--- begin Data supplied ---

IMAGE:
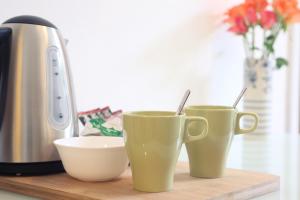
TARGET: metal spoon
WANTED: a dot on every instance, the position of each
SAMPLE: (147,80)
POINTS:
(239,97)
(183,101)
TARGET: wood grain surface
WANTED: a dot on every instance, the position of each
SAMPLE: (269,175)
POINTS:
(236,184)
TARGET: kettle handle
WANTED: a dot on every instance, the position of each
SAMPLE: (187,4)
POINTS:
(5,47)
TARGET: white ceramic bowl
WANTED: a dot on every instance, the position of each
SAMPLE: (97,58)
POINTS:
(93,158)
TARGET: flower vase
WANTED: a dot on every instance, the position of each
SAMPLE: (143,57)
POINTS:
(258,98)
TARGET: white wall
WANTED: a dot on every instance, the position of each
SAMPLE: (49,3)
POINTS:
(139,54)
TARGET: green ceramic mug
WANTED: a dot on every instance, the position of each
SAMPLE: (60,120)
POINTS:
(153,141)
(208,157)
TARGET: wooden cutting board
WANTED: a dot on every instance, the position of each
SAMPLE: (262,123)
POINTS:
(236,184)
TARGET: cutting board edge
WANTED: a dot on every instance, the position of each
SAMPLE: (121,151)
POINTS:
(255,191)
(39,192)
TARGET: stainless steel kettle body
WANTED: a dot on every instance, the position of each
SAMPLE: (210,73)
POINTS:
(37,100)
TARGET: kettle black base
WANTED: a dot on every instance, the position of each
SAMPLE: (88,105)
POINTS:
(30,169)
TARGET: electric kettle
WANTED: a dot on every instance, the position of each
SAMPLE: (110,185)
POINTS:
(37,103)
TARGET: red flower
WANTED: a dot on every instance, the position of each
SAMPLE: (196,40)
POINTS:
(268,19)
(288,10)
(251,16)
(258,5)
(239,27)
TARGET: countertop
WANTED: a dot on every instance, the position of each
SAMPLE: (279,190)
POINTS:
(277,154)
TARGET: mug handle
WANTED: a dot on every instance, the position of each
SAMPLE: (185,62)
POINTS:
(189,138)
(238,129)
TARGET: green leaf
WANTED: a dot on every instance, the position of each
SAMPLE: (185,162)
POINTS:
(284,26)
(280,62)
(269,43)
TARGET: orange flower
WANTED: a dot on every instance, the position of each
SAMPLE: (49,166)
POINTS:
(268,19)
(239,27)
(259,5)
(288,10)
(242,11)
(236,11)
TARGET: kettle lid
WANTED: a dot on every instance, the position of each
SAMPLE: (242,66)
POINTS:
(28,19)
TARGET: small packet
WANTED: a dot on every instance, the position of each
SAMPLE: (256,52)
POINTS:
(102,122)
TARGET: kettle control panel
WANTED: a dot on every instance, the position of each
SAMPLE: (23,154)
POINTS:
(59,110)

--- end Data supplied ---

§ Problem description
Exclude every picture and copy the remaining data exactly.

§ Written answer
IMAGE:
TARGET: metal spoon
WANTED: a dot on every instance, the position of each
SAMPLE: (147,80)
POINTS:
(239,97)
(183,101)
TARGET: wood grain surface
WANTED: a dot on every instance, the position of each
SAMPLE: (269,175)
POINTS:
(236,184)
TARGET: kettle handle
WANTED: a dot on every instance, the position of each
SAMPLE: (187,4)
POINTS:
(5,47)
TARGET: white ceramic bowl
WANTED: a dot on every instance, the position of each
SAMPLE: (97,58)
POINTS:
(93,158)
TARGET: flower vase
WANTED: a dot on every instance, the position of each
SAMPLE: (143,57)
POINTS:
(258,98)
TARGET: white wall
WANTED: a dot on every instance, the position of each
SAMPLE: (49,3)
POINTS:
(139,54)
TARGET: green ceramic mug
WANTED: a dot on every instance, the position of each
SAMPLE: (60,120)
POINTS:
(153,141)
(208,157)
TARGET: wooden cutting board
WANTED: a dot on every instance, the position of each
SAMPLE: (262,123)
POINTS:
(236,184)
TARGET: cutting board edge
WANTED: a dot on every instance, the position of each
SAMPLE: (121,151)
POINTS:
(255,191)
(39,192)
TARGET: stainless steel kettle body
WANTED: a dot on every instance, the position of each
SAMPLE: (210,73)
POINTS:
(37,100)
TARGET: kettle black base
WANTED: a dot on every instance, the position of each
SAMPLE: (88,105)
POINTS:
(30,169)
TARGET: electric kettle
WANTED: a dot on every instance, the position of each
SAMPLE: (110,185)
POINTS:
(37,103)
TARGET: red flower
WANTED: a dot on every instance, the position of each
SAMPLE: (196,40)
POINTS:
(268,19)
(288,10)
(251,16)
(258,5)
(239,27)
TARGET: countertop
WANTED: a dot on every instance, the position of each
SAMPLE: (279,190)
POINTS:
(277,154)
TARGET: mug handle
WANTED: a dot on every instance, the position of each
SAMPLE: (185,62)
POINTS:
(189,138)
(238,129)
TARGET: green leaf
WANTED: a dot on every instance, the position of each
SAMPLE: (185,162)
POINTS:
(284,26)
(280,62)
(269,43)
TARGET: orange flower
WANTED: a dot on every instance, the position of each
SAMPLE: (49,166)
POINTS:
(268,19)
(239,27)
(259,5)
(288,10)
(242,11)
(236,11)
TARGET: kettle lid
WANTED: a dot on every instance, the position of each
SAMPLE: (242,66)
POINTS:
(28,19)
TARGET: small packet
WANTED: a dot on every instance, the position of each
SAMPLE: (256,52)
POINTS:
(102,122)
TARGET: kettle control panel
WANTED: a dot on every instance, the position of each
SAMPLE: (23,154)
POINTS:
(59,110)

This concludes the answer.